Set task - Beginning at the line containing "Task: set a dot on every instance of the container", output every line to the end of the data below exactly as it appears.

Data for the task -

## Begin

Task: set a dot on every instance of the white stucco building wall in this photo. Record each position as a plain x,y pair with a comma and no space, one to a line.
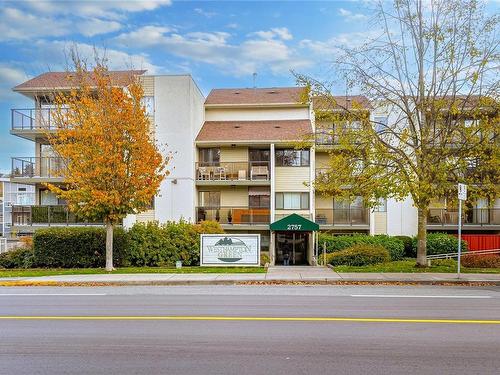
178,117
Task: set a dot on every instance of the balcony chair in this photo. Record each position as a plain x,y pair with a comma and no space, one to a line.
259,171
220,173
203,173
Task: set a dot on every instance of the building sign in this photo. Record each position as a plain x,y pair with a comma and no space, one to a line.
230,250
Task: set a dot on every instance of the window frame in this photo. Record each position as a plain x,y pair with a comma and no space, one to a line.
280,157
303,198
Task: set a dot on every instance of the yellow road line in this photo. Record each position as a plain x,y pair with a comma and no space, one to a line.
257,318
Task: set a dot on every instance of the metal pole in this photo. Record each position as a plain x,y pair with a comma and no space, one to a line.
459,236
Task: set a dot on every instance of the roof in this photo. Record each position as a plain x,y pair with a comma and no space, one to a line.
256,96
294,222
237,131
60,80
342,102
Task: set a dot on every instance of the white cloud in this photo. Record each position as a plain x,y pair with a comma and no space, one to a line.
15,24
350,16
262,50
111,9
205,13
54,54
95,26
277,32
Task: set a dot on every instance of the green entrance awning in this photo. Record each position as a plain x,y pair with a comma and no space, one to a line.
295,223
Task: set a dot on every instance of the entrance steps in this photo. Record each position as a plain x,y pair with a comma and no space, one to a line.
301,273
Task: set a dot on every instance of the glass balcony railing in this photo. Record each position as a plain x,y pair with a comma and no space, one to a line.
33,119
46,215
475,216
342,217
37,167
234,215
234,171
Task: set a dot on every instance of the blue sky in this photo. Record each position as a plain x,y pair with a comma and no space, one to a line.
219,43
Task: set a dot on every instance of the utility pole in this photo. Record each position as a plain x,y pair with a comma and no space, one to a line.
462,196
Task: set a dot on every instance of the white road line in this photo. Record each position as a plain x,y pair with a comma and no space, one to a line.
51,294
414,296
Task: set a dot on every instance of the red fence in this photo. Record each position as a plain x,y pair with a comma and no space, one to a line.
482,241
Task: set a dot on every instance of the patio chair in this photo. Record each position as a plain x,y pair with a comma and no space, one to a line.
257,170
203,173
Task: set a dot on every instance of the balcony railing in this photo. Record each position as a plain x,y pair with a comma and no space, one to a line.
33,119
234,215
476,216
342,216
37,167
46,215
233,171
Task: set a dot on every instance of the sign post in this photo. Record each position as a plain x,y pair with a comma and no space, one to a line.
462,196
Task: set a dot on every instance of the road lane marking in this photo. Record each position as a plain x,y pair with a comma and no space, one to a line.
258,318
50,294
414,296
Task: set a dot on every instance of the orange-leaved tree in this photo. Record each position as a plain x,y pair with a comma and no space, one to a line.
112,166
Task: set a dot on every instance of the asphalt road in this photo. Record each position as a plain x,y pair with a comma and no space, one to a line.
250,330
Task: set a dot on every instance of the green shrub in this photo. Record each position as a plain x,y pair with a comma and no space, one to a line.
72,247
439,243
152,244
393,245
481,261
19,258
360,255
408,245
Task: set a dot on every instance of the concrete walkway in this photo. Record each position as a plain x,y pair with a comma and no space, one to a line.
286,274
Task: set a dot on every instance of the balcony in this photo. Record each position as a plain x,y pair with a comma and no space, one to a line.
234,215
23,216
37,169
340,217
30,123
477,217
233,173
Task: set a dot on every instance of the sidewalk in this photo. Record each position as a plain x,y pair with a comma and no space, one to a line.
274,274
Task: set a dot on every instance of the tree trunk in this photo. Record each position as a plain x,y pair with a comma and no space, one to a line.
422,238
109,246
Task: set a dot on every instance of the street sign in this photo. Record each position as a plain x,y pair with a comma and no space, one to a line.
462,192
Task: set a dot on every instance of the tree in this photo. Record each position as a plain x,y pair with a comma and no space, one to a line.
112,166
433,69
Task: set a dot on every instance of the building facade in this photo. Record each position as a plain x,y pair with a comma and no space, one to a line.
236,160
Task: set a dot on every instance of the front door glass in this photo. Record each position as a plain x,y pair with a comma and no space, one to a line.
291,246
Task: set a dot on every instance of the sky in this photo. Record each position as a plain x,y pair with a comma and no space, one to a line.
220,43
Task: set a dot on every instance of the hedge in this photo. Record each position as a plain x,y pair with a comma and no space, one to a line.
360,255
481,261
76,247
393,245
439,243
19,258
153,244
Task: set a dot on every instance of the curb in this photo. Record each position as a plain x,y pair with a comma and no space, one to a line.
251,282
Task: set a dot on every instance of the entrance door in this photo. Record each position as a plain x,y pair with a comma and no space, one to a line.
294,244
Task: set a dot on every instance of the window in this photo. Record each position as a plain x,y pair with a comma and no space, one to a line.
292,201
259,155
209,156
149,104
381,206
292,158
259,197
209,199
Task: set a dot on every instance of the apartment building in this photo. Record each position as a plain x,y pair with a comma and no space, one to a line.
174,105
13,195
236,161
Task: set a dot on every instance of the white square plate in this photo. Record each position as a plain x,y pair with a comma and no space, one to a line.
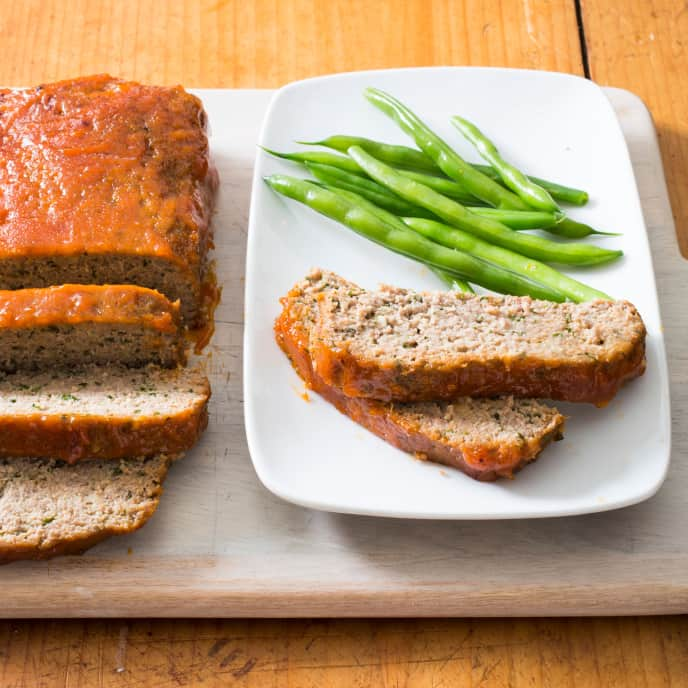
552,125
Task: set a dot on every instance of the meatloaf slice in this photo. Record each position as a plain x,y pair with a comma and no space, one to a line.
48,507
485,438
102,412
395,344
106,181
75,324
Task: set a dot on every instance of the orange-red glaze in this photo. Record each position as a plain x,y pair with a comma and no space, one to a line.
589,380
76,438
75,304
485,462
100,165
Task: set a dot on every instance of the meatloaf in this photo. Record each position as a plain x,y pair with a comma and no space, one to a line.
48,507
102,412
76,324
106,181
395,344
485,438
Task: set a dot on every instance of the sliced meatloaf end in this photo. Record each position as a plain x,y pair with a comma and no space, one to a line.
49,508
106,181
99,412
485,438
75,324
395,344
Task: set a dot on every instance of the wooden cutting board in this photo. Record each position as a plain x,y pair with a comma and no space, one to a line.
222,545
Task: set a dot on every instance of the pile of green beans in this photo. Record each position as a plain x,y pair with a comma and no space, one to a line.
484,227
409,243
462,220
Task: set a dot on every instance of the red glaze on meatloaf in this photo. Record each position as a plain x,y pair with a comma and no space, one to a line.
97,169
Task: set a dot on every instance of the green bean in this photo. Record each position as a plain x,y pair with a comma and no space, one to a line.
559,192
343,162
451,237
451,280
403,157
444,156
408,243
367,188
485,228
553,223
570,229
399,156
519,219
442,185
531,194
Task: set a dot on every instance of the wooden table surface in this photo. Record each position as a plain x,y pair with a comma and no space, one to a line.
641,45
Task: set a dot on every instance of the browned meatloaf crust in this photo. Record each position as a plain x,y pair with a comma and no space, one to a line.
106,181
400,345
485,438
76,324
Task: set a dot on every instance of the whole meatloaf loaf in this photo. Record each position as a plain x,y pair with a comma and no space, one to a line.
109,182
76,324
485,438
401,345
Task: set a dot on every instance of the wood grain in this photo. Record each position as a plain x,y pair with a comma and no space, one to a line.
266,43
592,653
642,45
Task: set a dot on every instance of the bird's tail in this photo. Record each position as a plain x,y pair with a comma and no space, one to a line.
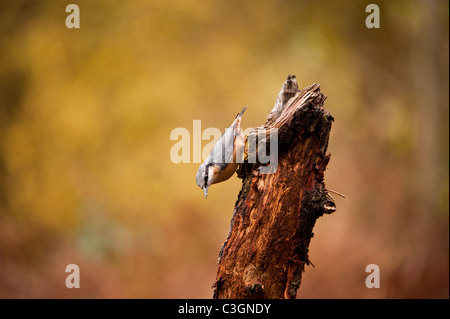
242,112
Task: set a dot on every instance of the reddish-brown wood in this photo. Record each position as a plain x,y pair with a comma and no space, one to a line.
273,219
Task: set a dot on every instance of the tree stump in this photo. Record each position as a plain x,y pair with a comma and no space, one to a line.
273,219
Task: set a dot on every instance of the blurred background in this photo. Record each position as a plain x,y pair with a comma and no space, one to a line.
86,115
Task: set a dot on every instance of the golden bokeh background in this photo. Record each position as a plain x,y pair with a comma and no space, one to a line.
86,115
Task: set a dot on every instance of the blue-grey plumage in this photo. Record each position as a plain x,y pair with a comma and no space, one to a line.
224,158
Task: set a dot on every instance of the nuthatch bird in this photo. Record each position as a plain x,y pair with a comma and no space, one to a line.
224,158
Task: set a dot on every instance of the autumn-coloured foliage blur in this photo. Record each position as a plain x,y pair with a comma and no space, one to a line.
86,115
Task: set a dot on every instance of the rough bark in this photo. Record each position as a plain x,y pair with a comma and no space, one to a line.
266,250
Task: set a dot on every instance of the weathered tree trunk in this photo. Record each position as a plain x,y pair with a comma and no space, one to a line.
267,246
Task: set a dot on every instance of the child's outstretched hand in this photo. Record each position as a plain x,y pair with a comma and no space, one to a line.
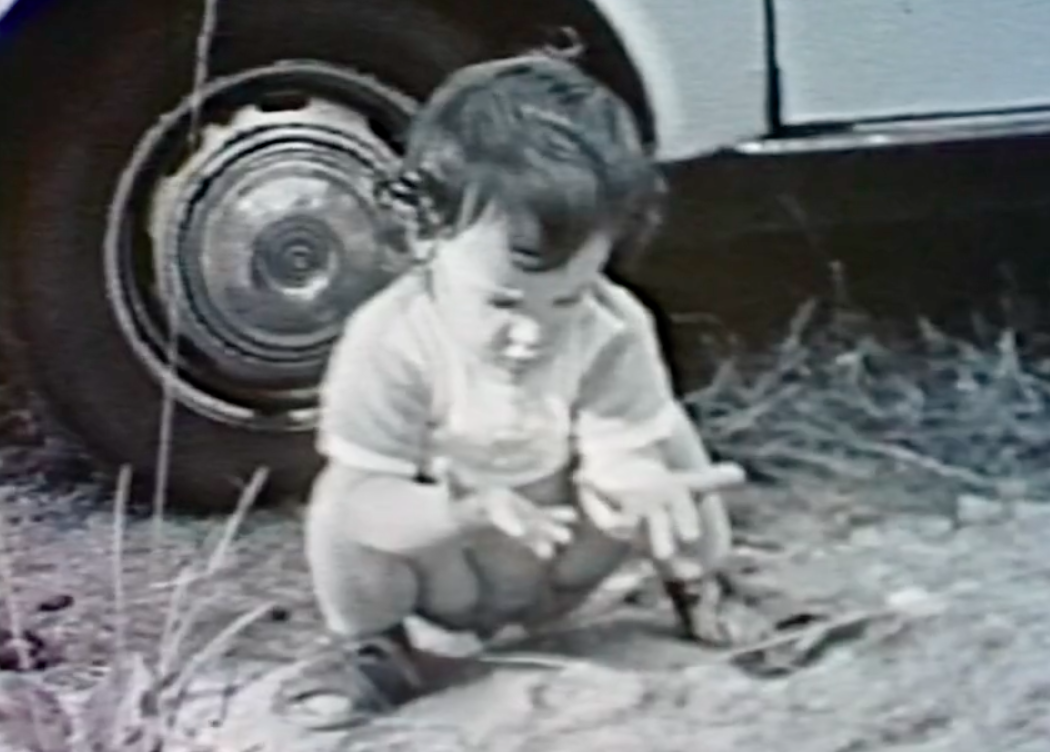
660,501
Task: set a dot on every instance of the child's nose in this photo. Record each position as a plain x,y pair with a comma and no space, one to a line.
524,337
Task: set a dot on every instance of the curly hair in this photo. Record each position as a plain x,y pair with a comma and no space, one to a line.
541,139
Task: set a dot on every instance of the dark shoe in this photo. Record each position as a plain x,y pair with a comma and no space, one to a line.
362,677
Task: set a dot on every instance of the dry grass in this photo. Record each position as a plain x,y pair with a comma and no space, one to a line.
137,704
837,401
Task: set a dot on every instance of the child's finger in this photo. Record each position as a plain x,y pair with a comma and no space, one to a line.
686,517
604,517
504,514
662,543
563,515
717,477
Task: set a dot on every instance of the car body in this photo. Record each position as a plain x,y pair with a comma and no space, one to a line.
779,122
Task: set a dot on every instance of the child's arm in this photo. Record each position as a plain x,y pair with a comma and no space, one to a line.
631,423
375,405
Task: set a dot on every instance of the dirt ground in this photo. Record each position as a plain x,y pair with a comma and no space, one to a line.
958,669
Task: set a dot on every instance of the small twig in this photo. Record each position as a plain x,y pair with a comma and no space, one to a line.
245,502
120,601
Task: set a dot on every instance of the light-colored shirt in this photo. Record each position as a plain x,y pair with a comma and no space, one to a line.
398,394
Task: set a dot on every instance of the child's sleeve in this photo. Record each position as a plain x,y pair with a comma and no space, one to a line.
626,401
374,398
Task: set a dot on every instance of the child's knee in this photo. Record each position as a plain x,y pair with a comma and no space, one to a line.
449,590
335,517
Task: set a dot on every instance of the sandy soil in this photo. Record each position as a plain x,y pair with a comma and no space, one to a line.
961,671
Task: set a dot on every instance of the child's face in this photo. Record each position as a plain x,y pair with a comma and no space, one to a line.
488,294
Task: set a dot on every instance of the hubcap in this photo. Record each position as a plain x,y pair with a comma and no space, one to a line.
254,247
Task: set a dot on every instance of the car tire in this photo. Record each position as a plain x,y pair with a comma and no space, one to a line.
78,126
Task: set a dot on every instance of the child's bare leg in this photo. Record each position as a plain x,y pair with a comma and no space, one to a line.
368,578
579,570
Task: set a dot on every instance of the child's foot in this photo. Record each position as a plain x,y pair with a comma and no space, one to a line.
351,682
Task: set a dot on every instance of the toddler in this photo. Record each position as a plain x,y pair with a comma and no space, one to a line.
498,423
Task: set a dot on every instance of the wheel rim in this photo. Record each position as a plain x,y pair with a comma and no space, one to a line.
252,244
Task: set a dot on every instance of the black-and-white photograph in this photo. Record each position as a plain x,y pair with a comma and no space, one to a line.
290,290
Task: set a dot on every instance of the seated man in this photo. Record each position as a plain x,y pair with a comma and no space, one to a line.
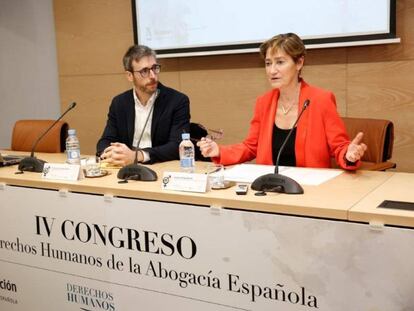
150,117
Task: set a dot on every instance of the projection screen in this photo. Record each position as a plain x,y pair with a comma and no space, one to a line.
199,27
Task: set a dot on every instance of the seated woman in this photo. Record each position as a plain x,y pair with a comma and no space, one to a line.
320,133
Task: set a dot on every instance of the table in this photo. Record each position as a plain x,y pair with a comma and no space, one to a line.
97,244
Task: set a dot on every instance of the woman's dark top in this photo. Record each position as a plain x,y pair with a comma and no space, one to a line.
287,157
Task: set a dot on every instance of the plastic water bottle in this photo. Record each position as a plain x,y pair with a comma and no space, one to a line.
72,148
186,149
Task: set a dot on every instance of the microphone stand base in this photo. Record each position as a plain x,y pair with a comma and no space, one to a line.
277,183
137,172
31,164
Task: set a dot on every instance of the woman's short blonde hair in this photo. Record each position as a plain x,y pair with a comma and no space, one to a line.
290,43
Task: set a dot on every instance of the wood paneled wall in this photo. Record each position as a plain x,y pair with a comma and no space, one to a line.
369,81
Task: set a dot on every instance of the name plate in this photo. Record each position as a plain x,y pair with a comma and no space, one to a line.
184,182
61,171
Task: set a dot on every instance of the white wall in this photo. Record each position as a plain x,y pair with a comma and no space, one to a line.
28,64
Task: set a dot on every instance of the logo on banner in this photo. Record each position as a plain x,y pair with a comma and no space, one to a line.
90,298
9,286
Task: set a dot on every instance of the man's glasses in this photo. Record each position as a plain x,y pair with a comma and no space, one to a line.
145,72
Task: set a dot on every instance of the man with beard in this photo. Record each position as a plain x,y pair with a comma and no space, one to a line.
150,116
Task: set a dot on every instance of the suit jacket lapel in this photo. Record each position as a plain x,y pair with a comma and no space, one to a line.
302,126
158,109
130,118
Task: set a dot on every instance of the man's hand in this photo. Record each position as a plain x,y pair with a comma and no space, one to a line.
120,154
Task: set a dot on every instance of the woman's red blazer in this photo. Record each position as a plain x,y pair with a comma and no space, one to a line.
320,134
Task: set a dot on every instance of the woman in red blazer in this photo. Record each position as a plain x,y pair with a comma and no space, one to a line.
320,133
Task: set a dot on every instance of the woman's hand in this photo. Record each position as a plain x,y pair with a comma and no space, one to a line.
356,148
208,147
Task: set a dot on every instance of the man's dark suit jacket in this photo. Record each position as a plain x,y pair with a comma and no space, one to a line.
171,118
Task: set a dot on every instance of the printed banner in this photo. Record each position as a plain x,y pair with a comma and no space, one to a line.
86,252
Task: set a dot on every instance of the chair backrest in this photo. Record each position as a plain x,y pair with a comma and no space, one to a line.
26,132
378,136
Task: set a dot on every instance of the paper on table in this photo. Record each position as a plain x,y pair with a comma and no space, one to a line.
304,176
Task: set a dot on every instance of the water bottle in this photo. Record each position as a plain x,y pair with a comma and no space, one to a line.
72,148
186,149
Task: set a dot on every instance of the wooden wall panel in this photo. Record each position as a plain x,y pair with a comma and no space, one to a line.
385,90
92,35
369,81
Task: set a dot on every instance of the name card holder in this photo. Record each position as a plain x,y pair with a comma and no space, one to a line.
190,182
59,171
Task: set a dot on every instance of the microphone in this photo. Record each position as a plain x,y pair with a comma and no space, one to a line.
136,171
32,164
277,182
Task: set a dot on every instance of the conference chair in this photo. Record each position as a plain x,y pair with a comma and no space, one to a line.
378,136
26,132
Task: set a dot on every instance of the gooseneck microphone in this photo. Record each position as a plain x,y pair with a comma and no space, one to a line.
136,171
32,164
276,182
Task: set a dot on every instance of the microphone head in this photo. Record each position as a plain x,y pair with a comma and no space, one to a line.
277,183
31,164
137,172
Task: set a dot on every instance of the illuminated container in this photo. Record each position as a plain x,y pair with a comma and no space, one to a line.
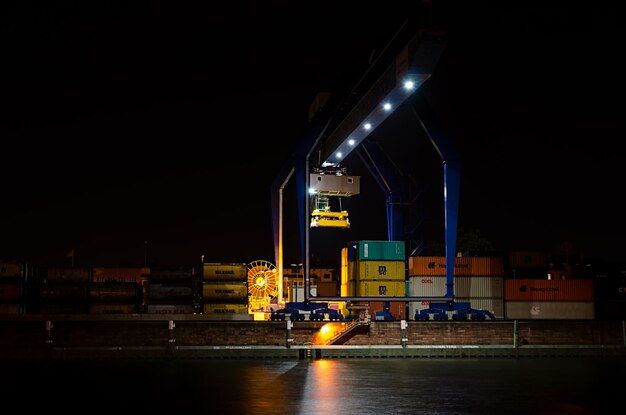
224,308
68,275
495,305
376,251
528,259
225,290
173,274
170,292
112,308
380,288
11,269
548,290
549,310
170,309
135,275
224,271
61,293
379,270
114,292
475,266
10,291
467,287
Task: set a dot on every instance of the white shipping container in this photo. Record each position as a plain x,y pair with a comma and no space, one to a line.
547,310
464,286
495,305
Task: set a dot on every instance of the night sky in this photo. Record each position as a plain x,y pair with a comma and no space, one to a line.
166,123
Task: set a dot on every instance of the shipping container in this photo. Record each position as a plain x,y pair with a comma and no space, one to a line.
135,275
171,274
112,308
224,308
472,266
62,293
464,286
114,292
225,290
548,290
495,305
376,251
10,291
379,270
380,288
549,310
527,259
170,292
224,271
68,275
11,269
170,309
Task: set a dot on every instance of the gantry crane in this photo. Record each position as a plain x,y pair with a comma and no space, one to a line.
341,126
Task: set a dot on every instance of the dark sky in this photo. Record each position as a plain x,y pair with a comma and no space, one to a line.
166,123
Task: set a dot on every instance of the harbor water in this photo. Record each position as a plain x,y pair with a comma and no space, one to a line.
325,386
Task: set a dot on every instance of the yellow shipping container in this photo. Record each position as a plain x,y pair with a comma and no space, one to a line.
225,308
224,271
380,288
225,290
379,270
436,265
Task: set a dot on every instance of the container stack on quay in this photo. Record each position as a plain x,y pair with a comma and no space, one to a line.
374,269
62,290
118,290
532,299
225,289
477,280
172,291
12,286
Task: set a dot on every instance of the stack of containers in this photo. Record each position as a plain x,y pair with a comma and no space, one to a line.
376,269
12,283
171,291
117,290
63,290
477,280
224,288
532,299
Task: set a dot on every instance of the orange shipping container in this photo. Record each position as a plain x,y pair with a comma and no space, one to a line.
115,274
381,288
548,290
224,271
436,265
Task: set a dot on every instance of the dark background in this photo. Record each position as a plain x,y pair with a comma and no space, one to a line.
166,123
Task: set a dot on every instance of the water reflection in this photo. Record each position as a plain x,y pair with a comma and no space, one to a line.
341,386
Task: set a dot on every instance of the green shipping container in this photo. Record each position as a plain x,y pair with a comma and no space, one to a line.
376,251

## End

The answer -
Task: set a dot on every instance of the container stack on quay in this photo. Record each position as a plain x,y pair with a comma and no space, one to a line.
374,269
62,290
118,290
532,299
225,289
477,280
172,291
12,286
Task: set a dot on every instance of the stack of containers in this photo. Record each position as a plain x,y pair with a comma and no space, one to a line.
376,269
12,283
171,291
117,290
63,290
477,280
224,288
532,299
Task: set a dot on every instance of the orange shipping container in this photo. Record each position as a plain x,y pair with a comma and no space, one to a line.
115,274
381,288
548,290
224,271
436,265
Task: set a dot on every instance of the dark background in this photo. Record each position as a plain x,y pair with a comma and no space, one to a line.
166,123
Task: set a dot on every instance of the water reflection in this photo. Record each position as a plain x,y pair with a comma and no space, one to a line.
341,386
Task: set a dot on every instance of the green shipping container in this photo. Record each position as a plain x,y pair with a comma and no space, one to a line.
376,251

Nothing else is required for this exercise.